== Data provided
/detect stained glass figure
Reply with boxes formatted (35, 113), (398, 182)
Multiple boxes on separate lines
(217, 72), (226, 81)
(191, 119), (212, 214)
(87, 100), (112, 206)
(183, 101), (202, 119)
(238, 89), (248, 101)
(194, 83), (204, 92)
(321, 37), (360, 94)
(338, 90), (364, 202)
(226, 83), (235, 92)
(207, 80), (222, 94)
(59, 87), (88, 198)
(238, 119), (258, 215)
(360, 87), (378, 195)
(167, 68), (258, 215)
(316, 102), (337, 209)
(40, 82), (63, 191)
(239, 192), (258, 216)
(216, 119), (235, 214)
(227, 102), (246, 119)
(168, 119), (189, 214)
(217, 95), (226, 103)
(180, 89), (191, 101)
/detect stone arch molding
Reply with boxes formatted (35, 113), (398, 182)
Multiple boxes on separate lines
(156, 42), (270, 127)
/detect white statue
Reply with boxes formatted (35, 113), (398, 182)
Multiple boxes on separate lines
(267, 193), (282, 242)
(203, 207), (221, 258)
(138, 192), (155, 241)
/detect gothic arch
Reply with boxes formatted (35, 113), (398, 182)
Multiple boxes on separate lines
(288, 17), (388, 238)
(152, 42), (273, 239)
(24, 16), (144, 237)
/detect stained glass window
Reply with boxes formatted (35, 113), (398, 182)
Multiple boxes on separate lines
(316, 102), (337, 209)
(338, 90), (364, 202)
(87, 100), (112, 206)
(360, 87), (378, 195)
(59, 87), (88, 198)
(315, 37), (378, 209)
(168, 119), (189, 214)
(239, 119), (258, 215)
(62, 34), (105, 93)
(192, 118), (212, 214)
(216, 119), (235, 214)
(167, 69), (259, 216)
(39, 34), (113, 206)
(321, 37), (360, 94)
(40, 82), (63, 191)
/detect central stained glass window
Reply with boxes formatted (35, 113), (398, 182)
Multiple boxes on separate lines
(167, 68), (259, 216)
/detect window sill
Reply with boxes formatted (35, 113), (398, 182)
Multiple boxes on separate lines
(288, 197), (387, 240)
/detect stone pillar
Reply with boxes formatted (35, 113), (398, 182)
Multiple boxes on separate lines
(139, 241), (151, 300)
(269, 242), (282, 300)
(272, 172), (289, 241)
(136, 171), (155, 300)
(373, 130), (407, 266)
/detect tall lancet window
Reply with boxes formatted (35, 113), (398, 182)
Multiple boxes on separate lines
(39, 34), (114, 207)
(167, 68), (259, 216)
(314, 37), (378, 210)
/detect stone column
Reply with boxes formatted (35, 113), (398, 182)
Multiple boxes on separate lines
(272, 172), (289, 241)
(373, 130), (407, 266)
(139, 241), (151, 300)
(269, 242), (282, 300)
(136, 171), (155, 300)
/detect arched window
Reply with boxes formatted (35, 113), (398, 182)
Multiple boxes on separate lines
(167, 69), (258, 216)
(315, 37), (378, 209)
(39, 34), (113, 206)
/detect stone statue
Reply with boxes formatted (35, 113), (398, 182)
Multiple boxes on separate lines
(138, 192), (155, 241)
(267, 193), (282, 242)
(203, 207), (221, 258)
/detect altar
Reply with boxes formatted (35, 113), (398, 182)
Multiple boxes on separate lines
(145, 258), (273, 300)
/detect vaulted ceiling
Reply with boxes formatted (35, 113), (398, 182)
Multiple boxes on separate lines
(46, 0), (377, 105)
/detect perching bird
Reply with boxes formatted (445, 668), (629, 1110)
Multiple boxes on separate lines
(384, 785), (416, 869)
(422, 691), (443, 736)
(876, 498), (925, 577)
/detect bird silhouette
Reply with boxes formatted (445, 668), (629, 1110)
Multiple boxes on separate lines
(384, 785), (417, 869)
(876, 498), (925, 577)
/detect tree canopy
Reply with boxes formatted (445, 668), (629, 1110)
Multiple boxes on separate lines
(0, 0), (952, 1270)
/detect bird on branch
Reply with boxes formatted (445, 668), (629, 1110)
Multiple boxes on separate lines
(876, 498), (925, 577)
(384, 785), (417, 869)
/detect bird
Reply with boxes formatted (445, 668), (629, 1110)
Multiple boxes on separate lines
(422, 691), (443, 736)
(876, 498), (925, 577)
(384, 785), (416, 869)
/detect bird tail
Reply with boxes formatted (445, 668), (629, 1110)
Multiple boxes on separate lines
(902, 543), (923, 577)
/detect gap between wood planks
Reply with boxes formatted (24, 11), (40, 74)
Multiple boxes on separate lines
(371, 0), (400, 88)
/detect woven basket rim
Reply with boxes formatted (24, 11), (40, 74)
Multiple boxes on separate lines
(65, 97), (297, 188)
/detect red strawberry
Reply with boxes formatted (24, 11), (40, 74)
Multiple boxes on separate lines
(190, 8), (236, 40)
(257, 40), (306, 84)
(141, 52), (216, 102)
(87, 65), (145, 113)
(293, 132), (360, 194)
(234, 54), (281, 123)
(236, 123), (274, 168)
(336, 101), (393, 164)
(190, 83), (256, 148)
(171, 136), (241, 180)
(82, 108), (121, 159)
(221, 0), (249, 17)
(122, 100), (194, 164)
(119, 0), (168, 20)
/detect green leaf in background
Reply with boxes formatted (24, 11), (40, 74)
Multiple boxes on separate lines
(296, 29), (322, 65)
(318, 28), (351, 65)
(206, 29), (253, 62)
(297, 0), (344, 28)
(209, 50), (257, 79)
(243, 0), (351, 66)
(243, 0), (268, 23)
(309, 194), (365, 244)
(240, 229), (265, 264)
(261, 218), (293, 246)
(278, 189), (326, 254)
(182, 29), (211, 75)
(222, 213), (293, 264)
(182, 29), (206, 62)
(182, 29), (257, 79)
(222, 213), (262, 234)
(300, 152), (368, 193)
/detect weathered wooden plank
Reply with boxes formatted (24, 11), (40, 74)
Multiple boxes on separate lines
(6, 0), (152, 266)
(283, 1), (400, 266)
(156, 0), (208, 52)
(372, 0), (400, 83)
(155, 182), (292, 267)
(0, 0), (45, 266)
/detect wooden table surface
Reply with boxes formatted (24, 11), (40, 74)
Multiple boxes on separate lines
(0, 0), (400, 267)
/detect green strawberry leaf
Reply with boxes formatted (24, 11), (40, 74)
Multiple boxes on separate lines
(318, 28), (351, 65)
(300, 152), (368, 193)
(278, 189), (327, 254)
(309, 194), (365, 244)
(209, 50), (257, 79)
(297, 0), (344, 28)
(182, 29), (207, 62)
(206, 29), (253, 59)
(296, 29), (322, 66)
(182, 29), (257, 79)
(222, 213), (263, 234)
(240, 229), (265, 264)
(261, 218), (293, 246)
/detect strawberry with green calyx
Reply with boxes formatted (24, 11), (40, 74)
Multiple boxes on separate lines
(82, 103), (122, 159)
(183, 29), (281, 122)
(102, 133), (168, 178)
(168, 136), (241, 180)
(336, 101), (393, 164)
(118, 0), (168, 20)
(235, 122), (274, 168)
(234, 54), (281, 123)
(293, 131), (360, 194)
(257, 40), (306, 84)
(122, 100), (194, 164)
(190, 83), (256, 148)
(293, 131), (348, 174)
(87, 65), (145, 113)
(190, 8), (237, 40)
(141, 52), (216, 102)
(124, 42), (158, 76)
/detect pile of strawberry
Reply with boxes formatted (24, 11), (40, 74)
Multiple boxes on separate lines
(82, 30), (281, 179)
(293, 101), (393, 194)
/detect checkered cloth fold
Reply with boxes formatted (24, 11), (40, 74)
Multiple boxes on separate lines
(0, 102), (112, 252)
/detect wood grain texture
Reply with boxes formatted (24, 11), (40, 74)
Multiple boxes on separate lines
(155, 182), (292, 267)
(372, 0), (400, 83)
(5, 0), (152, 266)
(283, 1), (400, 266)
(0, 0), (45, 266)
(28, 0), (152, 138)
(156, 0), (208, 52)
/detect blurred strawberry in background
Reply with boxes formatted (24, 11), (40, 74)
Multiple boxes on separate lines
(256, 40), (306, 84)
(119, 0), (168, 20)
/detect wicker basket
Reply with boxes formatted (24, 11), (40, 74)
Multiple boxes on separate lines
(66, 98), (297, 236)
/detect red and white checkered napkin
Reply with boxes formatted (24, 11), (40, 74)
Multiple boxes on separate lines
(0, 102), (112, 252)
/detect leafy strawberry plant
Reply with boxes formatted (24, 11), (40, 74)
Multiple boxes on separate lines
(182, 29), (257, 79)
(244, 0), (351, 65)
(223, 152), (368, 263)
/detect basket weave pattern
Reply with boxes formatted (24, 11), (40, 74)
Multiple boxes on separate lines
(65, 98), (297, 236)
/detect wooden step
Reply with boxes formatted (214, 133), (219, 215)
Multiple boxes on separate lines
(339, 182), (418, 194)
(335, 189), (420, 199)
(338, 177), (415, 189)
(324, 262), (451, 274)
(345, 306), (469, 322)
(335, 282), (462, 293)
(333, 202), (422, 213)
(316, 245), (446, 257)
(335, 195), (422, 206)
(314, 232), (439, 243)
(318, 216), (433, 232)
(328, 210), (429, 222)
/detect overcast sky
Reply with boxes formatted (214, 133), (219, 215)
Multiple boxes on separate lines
====
*Do this*: Output exactly the lines from the one containing "strawberry in background" through the last line of the entries, both ends included.

*Response to this task*:
/detect blurred strawberry in background
Reply with boxes formatted (24, 11), (40, 74)
Multiple boxes on separate lines
(256, 40), (306, 84)
(119, 0), (168, 20)
/detect wicker basket
Reply with boxes formatted (24, 11), (40, 74)
Multiple boxes on separate lines
(66, 98), (297, 236)
/detect red and white checkered napkin
Reply with boxes formatted (24, 11), (40, 74)
Multiple boxes on separate lines
(0, 102), (112, 252)
/detect leafy strawberry plant
Reply with boxes formatted (24, 11), (40, 74)
Multiple boxes on separate lines
(182, 29), (257, 79)
(244, 0), (351, 65)
(223, 152), (368, 263)
/detect basket weave pattern
Reply with boxes formatted (24, 11), (40, 74)
Multiple boxes on separate lines
(65, 98), (297, 236)
/detect wooden step
Reply with boxes formatted (214, 133), (219, 215)
Multiple boxes on separate lines
(339, 182), (418, 194)
(335, 189), (420, 199)
(338, 177), (415, 189)
(324, 262), (451, 274)
(345, 306), (469, 322)
(335, 282), (462, 293)
(333, 202), (422, 213)
(316, 245), (446, 257)
(335, 195), (422, 206)
(314, 232), (439, 243)
(318, 216), (433, 232)
(328, 210), (429, 222)
/detect overcast sky
Reply with boxes formatted (214, 133), (219, 215)
Multiple boxes on separate lines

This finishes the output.